SHORT TASK. Return every one of the following entries verbatim, reproducing each line without any change.
-- START OF INPUT ROWS --
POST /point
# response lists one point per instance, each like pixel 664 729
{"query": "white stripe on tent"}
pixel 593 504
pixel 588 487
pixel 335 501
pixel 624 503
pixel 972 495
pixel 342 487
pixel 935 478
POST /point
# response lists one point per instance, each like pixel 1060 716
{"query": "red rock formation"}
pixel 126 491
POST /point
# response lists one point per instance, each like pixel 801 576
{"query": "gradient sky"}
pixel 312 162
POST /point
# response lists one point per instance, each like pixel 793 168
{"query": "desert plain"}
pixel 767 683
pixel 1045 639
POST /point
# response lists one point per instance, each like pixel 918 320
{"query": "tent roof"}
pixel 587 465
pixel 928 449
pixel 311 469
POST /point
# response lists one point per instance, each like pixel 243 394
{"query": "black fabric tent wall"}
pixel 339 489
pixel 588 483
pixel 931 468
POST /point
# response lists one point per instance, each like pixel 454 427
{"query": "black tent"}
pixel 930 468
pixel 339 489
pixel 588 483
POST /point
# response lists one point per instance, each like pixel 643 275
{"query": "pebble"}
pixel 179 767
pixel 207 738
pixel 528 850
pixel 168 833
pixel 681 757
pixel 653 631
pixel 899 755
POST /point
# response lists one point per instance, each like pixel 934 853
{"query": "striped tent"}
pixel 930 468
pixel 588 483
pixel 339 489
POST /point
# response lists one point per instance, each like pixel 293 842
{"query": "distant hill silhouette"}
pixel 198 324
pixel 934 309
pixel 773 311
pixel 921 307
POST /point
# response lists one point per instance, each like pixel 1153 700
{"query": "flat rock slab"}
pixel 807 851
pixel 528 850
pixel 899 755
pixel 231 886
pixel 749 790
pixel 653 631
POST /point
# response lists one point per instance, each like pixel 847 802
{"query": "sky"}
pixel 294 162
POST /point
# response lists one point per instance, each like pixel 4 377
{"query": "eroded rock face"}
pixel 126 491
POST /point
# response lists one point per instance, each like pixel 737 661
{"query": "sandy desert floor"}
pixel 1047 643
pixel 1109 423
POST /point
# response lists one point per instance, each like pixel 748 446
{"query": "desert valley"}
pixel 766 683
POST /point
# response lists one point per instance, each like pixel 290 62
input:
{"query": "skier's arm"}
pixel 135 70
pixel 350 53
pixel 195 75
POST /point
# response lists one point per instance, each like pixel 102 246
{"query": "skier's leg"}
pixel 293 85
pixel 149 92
-- END OF INPUT ROWS --
TASK RESULT.
POST /point
# response lists one point per instance, each like pixel 664 729
{"query": "white stripe on tent"}
pixel 593 504
pixel 588 487
pixel 335 501
pixel 624 503
pixel 972 495
pixel 342 487
pixel 935 478
POST /point
# response lists one point per instance, each like pixel 1060 716
{"query": "red rock formation"}
pixel 126 491
POST /point
# response lists one point per instance, each like pixel 801 576
{"query": "gradient sky"}
pixel 312 162
POST /point
# response lists one point per instance, each like pixel 793 168
{"query": "desert plain"}
pixel 767 683
pixel 1045 639
POST /point
# response lists one point per instance, each like pixel 918 320
{"query": "tent roof"}
pixel 587 465
pixel 928 449
pixel 311 469
POST /point
# response lists one point per instance, each like pixel 243 394
{"query": "black fabric tent wall"}
pixel 339 489
pixel 588 483
pixel 931 468
POST /point
# response lists one point per instance, each like pixel 454 427
{"query": "black tent"}
pixel 930 468
pixel 339 489
pixel 588 483
POST /point
# response lists one point per instance, each like pixel 643 275
{"query": "pebble"}
pixel 179 767
pixel 207 738
pixel 528 850
pixel 168 833
pixel 681 757
pixel 653 631
pixel 899 755
POST /point
# response lists one point per instance, each like pixel 934 853
{"query": "striped tent"}
pixel 930 468
pixel 588 483
pixel 339 489
POST /point
# response lists one point per instance, each like pixel 293 842
{"query": "distant hill silhouette"}
pixel 198 324
pixel 934 309
pixel 773 311
pixel 921 307
POST /point
# response lists one point per instance, each like pixel 1153 700
{"query": "flat rock slab"}
pixel 807 851
pixel 528 850
pixel 899 755
pixel 231 886
pixel 749 790
pixel 653 631
POST /point
# response lists one point per instance, each like pixel 847 802
{"query": "sky"}
pixel 294 162
POST /point
# response lists one point per instance, each like pixel 4 377
{"query": "eroded rock face"}
pixel 126 491
POST /point
# response lists one point per instance, each like pixel 737 661
{"query": "sandy desert floor"}
pixel 1047 643
pixel 1109 423
POST /point
# response lists one point per instance, each like pixel 748 446
{"query": "desert valley"}
pixel 766 683
POST /point
# response lists one point per instance, each like pixel 290 62
input:
{"query": "skier's arm"}
pixel 135 70
pixel 350 53
pixel 195 75
POST /point
# response lists one point per instance, each like pixel 102 246
{"query": "skier's leg"}
pixel 293 85
pixel 149 92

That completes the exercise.